# Information provided start

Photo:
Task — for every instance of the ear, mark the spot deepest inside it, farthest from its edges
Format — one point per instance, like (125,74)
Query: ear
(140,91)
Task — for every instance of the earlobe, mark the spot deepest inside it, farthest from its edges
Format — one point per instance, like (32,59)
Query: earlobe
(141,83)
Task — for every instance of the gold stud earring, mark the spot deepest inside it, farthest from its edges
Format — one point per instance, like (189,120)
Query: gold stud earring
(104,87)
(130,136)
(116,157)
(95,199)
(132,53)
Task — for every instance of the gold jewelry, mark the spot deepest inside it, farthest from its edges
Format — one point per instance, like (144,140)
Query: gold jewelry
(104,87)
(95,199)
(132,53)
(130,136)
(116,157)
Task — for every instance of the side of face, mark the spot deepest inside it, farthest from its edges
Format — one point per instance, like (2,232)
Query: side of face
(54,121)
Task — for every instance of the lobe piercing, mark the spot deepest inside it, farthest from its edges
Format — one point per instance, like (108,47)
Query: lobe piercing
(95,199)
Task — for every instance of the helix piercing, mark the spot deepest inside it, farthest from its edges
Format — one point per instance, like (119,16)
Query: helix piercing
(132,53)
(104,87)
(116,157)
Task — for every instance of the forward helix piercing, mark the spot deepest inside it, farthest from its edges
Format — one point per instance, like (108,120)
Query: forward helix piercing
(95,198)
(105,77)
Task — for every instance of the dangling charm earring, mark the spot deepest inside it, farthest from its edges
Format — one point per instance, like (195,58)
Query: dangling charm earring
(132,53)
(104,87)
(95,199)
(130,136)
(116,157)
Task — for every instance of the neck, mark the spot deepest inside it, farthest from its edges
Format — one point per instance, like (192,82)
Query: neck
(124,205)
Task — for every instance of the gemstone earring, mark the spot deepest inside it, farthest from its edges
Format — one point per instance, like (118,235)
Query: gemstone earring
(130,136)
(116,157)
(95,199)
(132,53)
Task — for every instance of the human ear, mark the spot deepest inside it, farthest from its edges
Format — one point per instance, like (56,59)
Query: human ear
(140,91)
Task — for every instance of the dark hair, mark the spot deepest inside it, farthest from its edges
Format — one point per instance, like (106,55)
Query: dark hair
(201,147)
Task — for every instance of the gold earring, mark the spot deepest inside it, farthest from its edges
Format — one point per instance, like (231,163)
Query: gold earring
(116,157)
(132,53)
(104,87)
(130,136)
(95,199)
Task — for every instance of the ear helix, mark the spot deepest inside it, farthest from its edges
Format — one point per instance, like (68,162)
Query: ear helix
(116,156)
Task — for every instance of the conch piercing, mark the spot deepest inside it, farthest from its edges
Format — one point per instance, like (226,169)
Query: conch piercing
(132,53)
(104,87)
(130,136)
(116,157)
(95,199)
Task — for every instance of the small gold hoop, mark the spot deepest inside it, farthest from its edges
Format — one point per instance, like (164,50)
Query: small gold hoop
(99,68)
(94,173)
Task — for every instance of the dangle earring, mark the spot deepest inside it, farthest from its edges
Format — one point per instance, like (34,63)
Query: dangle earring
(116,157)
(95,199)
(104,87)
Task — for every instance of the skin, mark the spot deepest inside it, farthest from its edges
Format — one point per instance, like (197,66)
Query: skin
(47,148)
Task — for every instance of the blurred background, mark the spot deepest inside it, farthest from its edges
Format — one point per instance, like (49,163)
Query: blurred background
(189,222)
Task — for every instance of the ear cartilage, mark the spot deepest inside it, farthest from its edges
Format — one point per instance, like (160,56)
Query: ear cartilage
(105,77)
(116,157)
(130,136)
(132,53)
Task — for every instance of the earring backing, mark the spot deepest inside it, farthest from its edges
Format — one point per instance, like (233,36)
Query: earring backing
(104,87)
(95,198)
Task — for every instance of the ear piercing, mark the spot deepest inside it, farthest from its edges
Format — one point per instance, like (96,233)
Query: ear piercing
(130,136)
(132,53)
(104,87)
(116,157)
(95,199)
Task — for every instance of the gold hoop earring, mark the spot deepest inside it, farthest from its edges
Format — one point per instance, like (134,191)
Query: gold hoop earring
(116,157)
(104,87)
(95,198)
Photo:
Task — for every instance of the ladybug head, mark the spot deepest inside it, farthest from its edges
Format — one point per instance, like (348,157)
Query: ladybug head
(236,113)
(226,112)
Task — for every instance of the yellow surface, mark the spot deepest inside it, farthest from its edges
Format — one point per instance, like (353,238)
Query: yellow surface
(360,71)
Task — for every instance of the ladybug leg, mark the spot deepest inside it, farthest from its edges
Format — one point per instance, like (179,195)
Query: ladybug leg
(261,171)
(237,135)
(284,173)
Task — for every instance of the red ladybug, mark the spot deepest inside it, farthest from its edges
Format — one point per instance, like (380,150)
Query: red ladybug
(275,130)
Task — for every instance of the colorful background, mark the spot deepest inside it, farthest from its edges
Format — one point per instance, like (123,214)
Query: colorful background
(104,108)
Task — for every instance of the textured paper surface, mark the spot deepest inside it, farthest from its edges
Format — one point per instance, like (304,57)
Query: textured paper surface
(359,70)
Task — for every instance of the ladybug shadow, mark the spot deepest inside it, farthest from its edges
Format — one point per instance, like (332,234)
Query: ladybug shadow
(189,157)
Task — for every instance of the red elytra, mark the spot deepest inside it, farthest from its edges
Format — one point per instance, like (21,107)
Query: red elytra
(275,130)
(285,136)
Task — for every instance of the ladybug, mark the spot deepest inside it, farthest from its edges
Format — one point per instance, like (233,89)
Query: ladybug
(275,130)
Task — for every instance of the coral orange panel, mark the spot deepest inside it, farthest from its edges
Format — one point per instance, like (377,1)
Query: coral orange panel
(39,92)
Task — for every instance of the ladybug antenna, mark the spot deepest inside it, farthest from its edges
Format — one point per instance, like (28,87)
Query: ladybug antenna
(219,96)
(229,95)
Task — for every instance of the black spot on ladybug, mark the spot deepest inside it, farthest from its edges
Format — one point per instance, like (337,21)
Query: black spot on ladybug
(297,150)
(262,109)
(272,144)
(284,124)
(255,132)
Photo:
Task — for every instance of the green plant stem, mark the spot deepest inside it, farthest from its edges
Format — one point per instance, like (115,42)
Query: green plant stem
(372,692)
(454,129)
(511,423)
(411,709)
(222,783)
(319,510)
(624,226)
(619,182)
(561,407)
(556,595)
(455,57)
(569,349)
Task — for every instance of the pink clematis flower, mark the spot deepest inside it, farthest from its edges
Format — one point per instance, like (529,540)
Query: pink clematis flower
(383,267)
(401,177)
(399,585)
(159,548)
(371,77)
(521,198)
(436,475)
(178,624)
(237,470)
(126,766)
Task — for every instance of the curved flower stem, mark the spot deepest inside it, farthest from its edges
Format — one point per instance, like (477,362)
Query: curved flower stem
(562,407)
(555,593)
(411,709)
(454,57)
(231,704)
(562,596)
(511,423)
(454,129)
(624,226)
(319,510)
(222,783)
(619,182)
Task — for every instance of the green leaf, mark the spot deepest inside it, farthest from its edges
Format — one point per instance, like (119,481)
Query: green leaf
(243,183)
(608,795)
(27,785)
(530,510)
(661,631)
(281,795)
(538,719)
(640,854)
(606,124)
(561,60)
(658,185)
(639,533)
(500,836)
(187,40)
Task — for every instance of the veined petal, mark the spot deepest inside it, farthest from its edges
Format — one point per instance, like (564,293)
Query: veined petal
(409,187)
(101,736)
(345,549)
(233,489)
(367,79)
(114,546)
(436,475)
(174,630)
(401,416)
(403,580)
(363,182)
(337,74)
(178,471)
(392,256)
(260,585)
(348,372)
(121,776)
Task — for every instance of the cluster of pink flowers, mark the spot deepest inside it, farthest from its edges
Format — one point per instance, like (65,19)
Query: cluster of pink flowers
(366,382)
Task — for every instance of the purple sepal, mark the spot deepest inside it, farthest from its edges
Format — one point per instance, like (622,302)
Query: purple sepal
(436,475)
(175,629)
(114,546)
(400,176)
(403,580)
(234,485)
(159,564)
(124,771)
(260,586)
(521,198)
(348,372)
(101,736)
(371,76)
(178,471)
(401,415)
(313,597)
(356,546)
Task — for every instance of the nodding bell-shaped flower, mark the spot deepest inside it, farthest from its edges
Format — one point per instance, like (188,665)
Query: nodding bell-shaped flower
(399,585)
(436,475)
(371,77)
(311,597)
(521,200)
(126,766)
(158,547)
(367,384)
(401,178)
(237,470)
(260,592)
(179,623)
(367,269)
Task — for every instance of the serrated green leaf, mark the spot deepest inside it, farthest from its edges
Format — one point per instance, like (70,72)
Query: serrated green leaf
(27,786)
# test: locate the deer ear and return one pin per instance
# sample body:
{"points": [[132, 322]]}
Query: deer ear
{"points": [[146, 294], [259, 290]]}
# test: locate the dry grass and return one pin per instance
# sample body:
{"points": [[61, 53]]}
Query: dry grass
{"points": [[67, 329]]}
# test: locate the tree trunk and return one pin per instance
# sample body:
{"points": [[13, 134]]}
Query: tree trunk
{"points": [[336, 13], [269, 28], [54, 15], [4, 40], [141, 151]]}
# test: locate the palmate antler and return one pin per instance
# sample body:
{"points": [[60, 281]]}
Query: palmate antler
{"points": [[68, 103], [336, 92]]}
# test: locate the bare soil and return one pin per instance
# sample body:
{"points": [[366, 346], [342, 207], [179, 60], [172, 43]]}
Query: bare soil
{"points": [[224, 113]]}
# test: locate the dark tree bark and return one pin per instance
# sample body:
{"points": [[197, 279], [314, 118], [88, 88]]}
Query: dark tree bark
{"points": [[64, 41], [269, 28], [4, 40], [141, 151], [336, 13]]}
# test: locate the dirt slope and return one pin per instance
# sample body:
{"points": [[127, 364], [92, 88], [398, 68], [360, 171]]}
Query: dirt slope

# Information provided end

Update everything from the line containing "# test: locate the deer" down to the end of the records, changing "sample body" to "example payload" wherever it appears and leaving all else as is. Give back only those lines.

**Exercise solution**
# test: locate the deer ear and return one pin per instance
# example payload:
{"points": [[132, 322]]}
Query: deer ear
{"points": [[146, 294], [259, 290]]}
# test: locate the dry grass and return one pin per instance
# example payload:
{"points": [[61, 53]]}
Query: dry grass
{"points": [[67, 329]]}
# test: locate the tree trunk and return one pin per instance
# example payload:
{"points": [[13, 134]]}
Query: tree trunk
{"points": [[336, 13], [269, 28], [54, 15], [4, 40], [141, 151]]}
# test: locate the palmate antler and return one pin per instance
# example payload:
{"points": [[60, 281]]}
Query: palmate antler
{"points": [[68, 103], [336, 92]]}
# test: locate the bare soil and return one pin per instance
# example payload:
{"points": [[366, 346], [342, 207], [179, 60], [172, 43]]}
Query: bare soil
{"points": [[224, 113]]}
# test: locate the dark tree bark and return one pin per instance
# example payload:
{"points": [[197, 279], [314, 118], [88, 88]]}
Query: dark tree bark
{"points": [[64, 41], [269, 28], [4, 40], [141, 151], [336, 13]]}
# test: locate the dirt slope and return one pin per instance
# example payload:
{"points": [[127, 364], [92, 88], [398, 68], [360, 171]]}
Query: dirt slope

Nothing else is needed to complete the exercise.